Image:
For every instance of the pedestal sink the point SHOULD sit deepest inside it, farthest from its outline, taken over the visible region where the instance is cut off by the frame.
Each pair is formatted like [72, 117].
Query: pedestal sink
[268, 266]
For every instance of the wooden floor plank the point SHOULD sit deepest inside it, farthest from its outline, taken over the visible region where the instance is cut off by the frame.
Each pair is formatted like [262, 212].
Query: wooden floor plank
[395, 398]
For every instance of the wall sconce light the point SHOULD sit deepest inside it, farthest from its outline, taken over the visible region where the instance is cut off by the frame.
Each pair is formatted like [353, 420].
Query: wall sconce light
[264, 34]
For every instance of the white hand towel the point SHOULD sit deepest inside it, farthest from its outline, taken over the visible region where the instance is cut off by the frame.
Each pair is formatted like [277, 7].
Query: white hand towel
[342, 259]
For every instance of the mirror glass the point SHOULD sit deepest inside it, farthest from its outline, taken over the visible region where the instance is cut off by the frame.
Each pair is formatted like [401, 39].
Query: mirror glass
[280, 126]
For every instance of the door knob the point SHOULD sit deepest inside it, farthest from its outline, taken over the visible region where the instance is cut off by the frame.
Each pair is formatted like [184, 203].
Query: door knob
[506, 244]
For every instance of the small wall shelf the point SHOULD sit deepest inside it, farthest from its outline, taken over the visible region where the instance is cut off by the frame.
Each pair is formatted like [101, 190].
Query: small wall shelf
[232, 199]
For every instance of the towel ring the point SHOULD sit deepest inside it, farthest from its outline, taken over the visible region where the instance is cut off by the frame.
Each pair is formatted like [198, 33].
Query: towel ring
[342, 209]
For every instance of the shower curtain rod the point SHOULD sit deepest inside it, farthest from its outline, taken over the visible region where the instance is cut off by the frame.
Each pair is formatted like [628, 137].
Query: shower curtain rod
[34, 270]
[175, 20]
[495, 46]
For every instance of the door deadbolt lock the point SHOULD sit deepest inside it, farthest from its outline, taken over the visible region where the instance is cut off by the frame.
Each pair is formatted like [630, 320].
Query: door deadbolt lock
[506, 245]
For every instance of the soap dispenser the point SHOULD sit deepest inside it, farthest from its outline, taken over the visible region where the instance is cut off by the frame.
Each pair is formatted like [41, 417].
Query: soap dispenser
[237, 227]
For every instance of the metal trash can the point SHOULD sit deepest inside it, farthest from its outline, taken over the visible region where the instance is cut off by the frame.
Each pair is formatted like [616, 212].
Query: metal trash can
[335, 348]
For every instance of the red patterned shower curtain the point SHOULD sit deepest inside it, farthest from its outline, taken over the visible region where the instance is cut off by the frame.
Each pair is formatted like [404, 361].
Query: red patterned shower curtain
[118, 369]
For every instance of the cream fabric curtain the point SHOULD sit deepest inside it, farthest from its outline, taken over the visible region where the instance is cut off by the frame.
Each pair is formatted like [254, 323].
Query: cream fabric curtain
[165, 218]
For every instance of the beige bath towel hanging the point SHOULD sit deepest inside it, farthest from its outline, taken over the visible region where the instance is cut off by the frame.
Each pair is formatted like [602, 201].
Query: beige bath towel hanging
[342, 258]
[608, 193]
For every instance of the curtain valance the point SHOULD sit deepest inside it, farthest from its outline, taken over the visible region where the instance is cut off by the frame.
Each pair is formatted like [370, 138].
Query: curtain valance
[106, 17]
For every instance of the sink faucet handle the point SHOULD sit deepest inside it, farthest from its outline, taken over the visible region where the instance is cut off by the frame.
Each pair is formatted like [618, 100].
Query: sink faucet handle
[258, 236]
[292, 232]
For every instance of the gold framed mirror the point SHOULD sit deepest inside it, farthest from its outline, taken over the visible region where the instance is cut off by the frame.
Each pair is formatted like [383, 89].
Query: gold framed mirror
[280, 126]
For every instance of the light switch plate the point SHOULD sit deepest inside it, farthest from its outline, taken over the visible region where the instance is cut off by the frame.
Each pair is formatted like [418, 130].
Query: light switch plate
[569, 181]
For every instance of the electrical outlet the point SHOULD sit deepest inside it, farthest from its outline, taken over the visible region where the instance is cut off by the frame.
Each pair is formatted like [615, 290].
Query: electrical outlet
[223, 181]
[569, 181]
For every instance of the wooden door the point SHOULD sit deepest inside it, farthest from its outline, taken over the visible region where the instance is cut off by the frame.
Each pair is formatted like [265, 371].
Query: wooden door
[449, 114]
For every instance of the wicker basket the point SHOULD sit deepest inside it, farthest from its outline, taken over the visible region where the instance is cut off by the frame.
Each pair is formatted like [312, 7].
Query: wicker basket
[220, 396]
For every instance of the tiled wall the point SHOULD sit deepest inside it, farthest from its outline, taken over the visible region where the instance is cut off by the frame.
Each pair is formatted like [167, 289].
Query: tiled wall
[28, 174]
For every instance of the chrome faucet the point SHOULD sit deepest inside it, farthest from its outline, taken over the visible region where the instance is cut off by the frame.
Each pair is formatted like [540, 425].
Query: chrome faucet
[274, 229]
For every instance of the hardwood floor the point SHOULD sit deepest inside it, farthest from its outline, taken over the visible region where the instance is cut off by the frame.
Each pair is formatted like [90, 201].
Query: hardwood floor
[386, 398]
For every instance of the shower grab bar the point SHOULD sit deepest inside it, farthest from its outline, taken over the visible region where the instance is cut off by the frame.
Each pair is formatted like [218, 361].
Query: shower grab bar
────────
AIM: Retype nothing except the lines from the line holding "For every instance of the hardwood" through the last line of the entries, both included.

WRITTEN SOLUTION:
For every instance of the hardwood floor the point SHOULD sit deepest inside it, farthest from its outline, taken over the visible region where the instance is cut off by the frame.
Each pair is formatted like [90, 201].
Query: hardwood floor
[386, 398]
For every instance of the shower grab bar the point SHOULD sit deepest inside it, farthest from its outline, taken over the visible region where the instance is cut off by the frame.
Each pair is formatted like [218, 361].
Query: shower grab bar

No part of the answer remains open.